Text extract:
•••••

Now, make sure that the virtual_mailbox_base directory exists and has the proper permissions. It should be readable, writeble and browseable by Postfix. Any virtual domains located underneat virtual_mailbox_base, should be owned by the Postfix-user and have the correct (numerical) gid. Virtual users should have the proper uid and gid. Below you find an example listing showing the correct permissions:

[localhost]$ ls -al /var/local/mail/lxtreme.nl/
lxtreme.nl/
drwxrwx---    4 postfix  5001         4096 Apr 18 13:11 ./
drwxrwxr-x    4 postfix  postfix      4096 Apr 18 13:11 ../
drwx------    5 5002     5001         4096 Apr 18 13:14 info/
drwx------    5 5001     5001         4096 Apr 18 13:11 janwillem.janssen/

Note that you need to create a seperate mailbox for each virtual user you add to the database! I'm currently working on a script that synchronises the database and “real” mailboxes and sets the correct permissions.

At this point, Postfix is sufficiently configured to successfully accept and deliver email for many (virtual) users on many different (virtual) domains. However, those users are at this point not able to access their mail after delivery.

Configuring Dovecot

Dovecot is configured through a single configuration file, /etc/dovecot.conf. Since most of the default settings of Dovecot are perfectly reasonable, we only need to modify the following entries:

default_mail_env = maildir:/var/local/mail/%d/%n
auth_userdb = pgsql /etc/dovecot-pgsql.conf
auth_passdb = pgsql /etc/dovecot-pgsql.conf
# Tell Dovecot more about the used uids/gids.
first_valid_uid = 5000
last_valid_uid = 65535
first_valid_gid = 5000
last_valid_gid = 65535

These entries tell Dovecot were to find a user's mailbox and what method to use for verifying users and their passwords using the /etc/dovecot-pgsql.conf file as source for the queries. Based on our used database schema, we use the following /etc/dovecot-pgsql.conf:

# Dovecot queries
connect = host=localhost dbname=mail_lxtreme user=mailreader password=secret
default_pass_scheme = CRYPT
password_query = SELECT password FROM user_accounts WHERE username='%u'
user_query = SELECT '/var/local/mail/'||mailbox AS mail, uid, gid FROM
	user_accounts WHERE username='%u'

Remember that when adding or modifying users, their passwords should be encrypted using the “crypt” algorithm!

•••••

Material supplied:
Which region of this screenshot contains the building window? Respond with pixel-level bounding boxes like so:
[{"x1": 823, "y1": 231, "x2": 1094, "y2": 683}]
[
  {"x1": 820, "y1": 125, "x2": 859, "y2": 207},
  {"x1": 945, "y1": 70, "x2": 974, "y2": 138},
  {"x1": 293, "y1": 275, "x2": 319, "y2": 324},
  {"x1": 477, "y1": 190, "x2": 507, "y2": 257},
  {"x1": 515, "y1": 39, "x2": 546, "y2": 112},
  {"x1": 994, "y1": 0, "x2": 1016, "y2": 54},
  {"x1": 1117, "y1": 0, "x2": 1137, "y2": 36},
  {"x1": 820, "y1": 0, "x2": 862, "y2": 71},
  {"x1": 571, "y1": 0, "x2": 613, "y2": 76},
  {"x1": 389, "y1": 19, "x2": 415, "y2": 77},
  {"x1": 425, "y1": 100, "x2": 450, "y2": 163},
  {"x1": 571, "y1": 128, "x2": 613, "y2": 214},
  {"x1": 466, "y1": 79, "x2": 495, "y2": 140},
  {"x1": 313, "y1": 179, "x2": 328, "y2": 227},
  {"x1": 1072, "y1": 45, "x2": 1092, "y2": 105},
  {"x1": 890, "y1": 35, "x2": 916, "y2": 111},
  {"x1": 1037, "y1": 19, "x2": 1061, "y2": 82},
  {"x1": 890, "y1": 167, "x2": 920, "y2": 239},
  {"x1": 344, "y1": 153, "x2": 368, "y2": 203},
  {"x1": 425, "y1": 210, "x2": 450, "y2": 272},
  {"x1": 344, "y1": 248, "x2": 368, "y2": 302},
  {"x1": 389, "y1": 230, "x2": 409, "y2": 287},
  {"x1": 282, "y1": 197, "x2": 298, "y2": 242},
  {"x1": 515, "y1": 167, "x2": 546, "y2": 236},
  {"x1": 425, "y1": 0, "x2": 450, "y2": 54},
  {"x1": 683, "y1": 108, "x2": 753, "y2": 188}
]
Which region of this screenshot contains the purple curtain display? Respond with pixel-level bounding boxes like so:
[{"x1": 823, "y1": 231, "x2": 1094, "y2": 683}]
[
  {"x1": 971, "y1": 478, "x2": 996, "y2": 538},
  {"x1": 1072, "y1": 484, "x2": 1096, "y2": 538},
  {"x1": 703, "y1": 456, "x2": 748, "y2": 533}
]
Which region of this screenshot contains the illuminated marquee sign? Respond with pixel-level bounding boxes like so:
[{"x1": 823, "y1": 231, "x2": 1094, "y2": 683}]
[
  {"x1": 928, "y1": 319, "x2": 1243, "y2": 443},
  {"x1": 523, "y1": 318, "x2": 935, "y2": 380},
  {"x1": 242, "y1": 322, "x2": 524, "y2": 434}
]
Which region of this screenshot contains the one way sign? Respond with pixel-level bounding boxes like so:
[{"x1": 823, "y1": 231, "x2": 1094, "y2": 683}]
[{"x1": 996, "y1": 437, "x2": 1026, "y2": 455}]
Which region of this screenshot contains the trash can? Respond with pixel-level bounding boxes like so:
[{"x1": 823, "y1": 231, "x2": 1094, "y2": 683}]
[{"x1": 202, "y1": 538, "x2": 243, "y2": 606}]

•••••

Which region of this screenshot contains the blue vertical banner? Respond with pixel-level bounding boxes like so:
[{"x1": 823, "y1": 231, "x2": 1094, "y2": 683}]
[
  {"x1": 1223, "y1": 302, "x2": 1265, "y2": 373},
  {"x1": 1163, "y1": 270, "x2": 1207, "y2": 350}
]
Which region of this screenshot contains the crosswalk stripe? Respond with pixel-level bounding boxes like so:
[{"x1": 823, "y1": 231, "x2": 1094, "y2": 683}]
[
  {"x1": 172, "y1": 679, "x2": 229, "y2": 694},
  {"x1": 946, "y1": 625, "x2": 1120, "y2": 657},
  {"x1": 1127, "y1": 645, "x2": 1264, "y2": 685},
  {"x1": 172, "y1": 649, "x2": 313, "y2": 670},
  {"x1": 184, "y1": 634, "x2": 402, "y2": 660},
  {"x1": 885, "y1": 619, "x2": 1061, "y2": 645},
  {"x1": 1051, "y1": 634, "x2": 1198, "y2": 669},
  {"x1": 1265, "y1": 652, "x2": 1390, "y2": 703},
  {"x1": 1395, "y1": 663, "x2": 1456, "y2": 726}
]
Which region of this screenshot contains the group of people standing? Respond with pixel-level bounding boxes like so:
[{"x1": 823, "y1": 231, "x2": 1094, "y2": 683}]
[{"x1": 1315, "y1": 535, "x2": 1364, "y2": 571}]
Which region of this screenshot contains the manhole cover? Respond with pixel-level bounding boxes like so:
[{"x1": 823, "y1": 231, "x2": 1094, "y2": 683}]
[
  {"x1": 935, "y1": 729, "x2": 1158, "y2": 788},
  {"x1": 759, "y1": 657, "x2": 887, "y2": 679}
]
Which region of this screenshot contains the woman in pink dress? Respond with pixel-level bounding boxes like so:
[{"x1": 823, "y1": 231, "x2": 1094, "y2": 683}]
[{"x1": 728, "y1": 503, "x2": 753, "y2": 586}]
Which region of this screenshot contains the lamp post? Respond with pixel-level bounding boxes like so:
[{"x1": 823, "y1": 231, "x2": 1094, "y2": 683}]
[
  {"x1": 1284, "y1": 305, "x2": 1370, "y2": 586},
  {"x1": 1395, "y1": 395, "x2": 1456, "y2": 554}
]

•••••

Given problem: Copy the passage on configuring the mail server from "[localhost]$ ls -al" up to and including "mail after delivery.".

Problem solution:
[localhost]$ ls -al /var/local/mail/lxtreme.nl/
lxtreme.nl/
drwxrwx---    4 postfix  5001         4096 Apr 18 13:11 ./
drwxrwxr-x    4 postfix  postfix      4096 Apr 18 13:11 ../
drwx------    5 5002     5001         4096 Apr 18 13:14 info/
drwx------    5 5001     5001         4096 Apr 18 13:11 janwillem.janssen/

Note that you need to create a seperate mailbox for each virtual user you add to the database! I'm currently working on a script that synchronises the database and “real” mailboxes and sets the correct permissions.

At this point, Postfix is sufficiently configured to successfully accept and deliver email for many (virtual) users on many different (virtual) domains. However, those users are at this point not able to access their mail after delivery.